• **SU OBJETIVO**:
Prosiga, a partir de su última línea, el fragmento seleccionado que figura más abajo sobre la lectura de archivos CSV con varias codificaciones.

• **FRAGMENTO SELECCIONADO**:
▽

Durante el análisis exploratorio se encontró que hay conjuntos de datos con codificaciones diferentes a la típica utf-8, por lo que se necesita una lectura segura de datos

In [None]:
def read_csv_with_fallback(
        path: Path, 
        encodings: Tuple[str, ...] = ("utf-8", "latin1", "cp1252"), 
        **pd_kwargs
    ) -> Tuple[pd.DataFrame, str]:
    """
    Attempts to read a CSV file with various encodings to find the correct one.

    Args:
        path (str): Path to the CSV file.
        encodings (tuple): Encodings to try.

    Returns:
        Tuple[pd.DataFrame, str]: The DataFrame read and the encoding used.
    """
    last_error = None

    # Iterating over encodings
    for encoding in encodings:
        try:
            # Try reading the CSV with the current encoding
            df = pd.read_csv(path, encoding=encoding, **pd_kwargs)

△

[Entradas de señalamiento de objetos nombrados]
▽

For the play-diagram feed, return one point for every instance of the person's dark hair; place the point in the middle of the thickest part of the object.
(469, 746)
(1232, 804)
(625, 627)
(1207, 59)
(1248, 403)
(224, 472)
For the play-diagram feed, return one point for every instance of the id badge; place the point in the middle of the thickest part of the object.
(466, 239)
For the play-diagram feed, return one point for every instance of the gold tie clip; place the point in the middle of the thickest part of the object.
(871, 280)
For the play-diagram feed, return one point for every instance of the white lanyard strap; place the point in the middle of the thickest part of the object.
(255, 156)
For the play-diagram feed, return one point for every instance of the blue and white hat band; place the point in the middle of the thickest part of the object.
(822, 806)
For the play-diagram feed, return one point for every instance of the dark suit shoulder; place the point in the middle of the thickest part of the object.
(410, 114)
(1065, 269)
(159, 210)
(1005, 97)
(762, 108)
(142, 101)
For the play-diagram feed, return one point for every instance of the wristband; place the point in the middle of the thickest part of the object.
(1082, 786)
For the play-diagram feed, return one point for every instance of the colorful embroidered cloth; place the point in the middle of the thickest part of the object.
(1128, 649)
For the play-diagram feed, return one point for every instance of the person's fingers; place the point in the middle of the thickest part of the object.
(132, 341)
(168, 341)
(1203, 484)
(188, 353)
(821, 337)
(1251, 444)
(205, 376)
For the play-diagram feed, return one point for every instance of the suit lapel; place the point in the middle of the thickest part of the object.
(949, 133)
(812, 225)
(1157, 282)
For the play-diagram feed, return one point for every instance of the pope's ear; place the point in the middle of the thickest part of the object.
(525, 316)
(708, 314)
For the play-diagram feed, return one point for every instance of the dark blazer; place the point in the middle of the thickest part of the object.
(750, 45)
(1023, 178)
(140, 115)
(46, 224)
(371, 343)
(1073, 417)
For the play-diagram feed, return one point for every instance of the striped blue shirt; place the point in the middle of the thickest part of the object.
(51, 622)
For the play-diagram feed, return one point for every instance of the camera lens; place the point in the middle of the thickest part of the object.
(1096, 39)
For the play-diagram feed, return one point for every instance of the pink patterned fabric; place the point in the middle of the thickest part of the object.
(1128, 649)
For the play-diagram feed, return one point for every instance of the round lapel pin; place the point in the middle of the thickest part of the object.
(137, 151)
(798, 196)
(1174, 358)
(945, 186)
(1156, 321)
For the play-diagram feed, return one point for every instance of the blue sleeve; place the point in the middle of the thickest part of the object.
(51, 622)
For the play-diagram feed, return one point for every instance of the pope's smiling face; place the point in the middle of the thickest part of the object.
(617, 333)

△

• **RESPUESTA**:
            # If successful, return the DataFrame and the encoding used
            return df, encoding

        # If it fails, try the next encoding
        except UnicodeDecodeError as e:
            last_error = e

        # If it fails, capture the error
        except Exception as e:
            # Other errors; keep track and keep trying in case it's just encoding
            last_error = e

    # Last "tolerant" attempt: utf-8 with replacement for bad characters
    try:
        with open(path, "r", encoding="utf-8", errors="replace") as f:
            df = pd.read_csv(f, **pd_kwargs)
            # If successful, return the DataFrame and the encoding used
            return df, "utf-8(errors=replace)"
    
    # If not successful, keep track of the last error
    except Exception:
        raise last_error

In [None]:
def load_csvs(
        folder: str,
        pattern: str = "*.csv",
        encodings: Tuple[str, ...] = ("utf-8", "latin1", "cp1252"),
        **pd_kwargs
    ) -> Dict[str, pd.DataFrame]:
    """
    Load CSV files from a folder into a dictionary of DataFrames.
    
    Args:
        folder (str): The folder containing the CSV files.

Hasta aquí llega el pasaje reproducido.